[Point localization data]
------------------------------------------------------------------------
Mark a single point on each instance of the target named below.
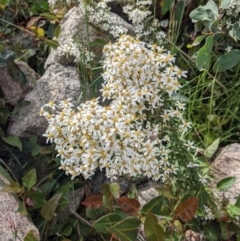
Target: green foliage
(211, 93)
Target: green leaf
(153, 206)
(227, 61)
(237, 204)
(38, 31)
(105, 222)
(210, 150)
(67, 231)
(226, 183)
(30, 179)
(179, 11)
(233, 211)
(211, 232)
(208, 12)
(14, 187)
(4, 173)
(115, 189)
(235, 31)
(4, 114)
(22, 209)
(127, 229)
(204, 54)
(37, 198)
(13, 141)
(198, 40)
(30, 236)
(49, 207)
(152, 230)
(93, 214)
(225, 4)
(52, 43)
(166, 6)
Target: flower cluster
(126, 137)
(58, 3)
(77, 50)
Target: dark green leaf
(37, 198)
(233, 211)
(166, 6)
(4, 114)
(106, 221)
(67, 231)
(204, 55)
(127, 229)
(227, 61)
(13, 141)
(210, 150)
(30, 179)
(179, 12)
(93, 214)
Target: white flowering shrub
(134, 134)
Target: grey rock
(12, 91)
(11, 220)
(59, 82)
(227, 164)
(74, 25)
------------------------------------------------------------------------
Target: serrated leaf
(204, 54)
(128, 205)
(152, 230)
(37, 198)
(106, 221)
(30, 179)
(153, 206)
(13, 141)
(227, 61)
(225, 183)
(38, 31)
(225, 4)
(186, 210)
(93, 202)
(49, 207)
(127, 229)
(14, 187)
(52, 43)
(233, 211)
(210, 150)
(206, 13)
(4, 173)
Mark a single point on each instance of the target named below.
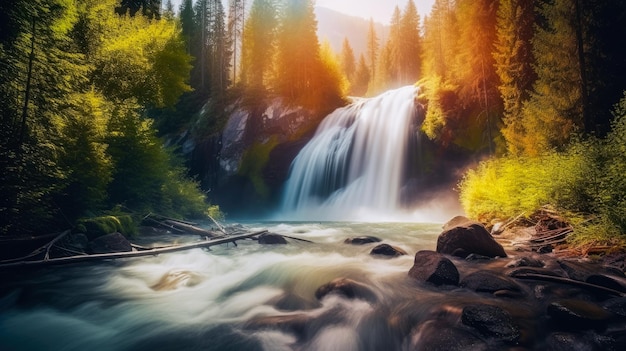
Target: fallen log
------------------------------------------------------------------------
→ How to complete this task: A verbatim reproduction is expected: starting at the line above that has "Target: serrated leaf", ending at the line that has "Target: fallen log", both included, and with no pictures and no other lines.

→ The completed task:
Target: serrated leaf
(204, 54)
(128, 205)
(152, 230)
(37, 198)
(106, 221)
(30, 179)
(153, 206)
(13, 141)
(227, 61)
(225, 183)
(38, 31)
(225, 4)
(186, 210)
(93, 202)
(49, 207)
(127, 229)
(14, 187)
(52, 43)
(233, 211)
(210, 150)
(206, 13)
(4, 173)
Mark a single point on each instance of the target named below.
Target: fallen log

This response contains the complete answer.